======== Entries provided
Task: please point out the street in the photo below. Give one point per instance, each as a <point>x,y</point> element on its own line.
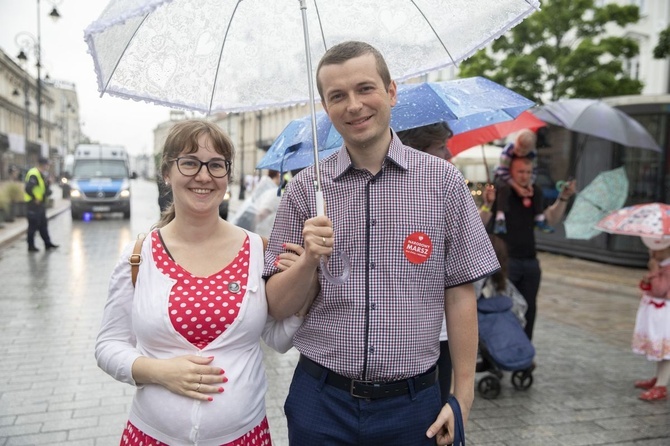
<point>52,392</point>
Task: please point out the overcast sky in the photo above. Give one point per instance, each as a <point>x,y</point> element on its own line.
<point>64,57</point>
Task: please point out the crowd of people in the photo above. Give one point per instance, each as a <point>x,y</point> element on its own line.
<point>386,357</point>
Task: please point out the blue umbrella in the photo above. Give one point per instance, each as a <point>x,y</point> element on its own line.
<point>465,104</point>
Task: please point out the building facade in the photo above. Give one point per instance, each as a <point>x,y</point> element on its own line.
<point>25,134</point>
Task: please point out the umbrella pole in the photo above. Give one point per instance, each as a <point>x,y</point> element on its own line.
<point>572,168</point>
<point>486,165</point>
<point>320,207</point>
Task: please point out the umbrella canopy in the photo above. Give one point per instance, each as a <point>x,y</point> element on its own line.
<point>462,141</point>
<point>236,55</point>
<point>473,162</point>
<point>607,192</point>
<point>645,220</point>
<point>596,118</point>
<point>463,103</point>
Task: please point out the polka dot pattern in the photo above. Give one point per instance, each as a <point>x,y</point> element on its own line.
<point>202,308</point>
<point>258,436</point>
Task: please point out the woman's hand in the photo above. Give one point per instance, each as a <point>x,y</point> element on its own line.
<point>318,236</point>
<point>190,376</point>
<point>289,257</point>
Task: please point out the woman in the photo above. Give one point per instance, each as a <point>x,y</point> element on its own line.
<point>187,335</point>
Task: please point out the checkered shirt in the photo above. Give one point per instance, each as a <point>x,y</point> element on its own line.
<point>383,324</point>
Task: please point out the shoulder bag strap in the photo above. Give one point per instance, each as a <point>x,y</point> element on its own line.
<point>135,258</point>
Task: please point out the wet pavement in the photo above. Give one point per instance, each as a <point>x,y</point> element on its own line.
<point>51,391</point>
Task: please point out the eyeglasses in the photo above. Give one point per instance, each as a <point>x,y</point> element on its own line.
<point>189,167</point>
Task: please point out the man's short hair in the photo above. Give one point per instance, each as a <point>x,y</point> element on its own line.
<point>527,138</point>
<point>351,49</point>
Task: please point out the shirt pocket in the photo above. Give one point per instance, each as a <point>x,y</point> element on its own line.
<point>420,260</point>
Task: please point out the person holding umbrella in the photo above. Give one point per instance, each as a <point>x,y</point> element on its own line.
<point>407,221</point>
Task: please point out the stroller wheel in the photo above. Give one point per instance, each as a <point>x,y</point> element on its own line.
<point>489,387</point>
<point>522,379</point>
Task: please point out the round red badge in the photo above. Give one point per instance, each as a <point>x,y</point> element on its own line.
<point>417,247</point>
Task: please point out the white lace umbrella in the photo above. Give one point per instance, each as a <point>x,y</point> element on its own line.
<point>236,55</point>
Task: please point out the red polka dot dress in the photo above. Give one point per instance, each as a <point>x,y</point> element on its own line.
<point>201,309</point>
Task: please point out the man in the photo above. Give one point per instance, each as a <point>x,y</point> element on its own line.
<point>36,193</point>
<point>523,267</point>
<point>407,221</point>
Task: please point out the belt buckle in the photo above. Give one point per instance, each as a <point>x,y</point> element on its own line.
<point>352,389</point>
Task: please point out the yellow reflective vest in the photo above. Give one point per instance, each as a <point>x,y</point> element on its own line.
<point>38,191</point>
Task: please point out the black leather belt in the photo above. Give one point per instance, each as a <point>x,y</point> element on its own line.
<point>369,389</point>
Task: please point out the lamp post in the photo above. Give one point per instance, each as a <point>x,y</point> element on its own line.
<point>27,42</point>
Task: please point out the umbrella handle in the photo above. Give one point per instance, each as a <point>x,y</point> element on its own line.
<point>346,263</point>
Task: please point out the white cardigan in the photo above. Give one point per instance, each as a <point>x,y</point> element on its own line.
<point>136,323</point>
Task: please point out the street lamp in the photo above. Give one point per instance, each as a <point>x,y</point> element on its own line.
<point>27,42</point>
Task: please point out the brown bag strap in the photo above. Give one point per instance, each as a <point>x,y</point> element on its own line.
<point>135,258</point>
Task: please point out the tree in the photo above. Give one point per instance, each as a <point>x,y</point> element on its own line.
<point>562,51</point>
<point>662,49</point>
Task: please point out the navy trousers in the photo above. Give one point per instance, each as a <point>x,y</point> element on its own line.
================
Please update the stretch from the start of the items through the line containing "<point>52,392</point>" by replacing "street" with "road" and changing nothing else. Leave the picture out of your answer.

Task: please point out the road in the photo below. Give one point per instance, each as a <point>x,y</point> element on its own line.
<point>52,392</point>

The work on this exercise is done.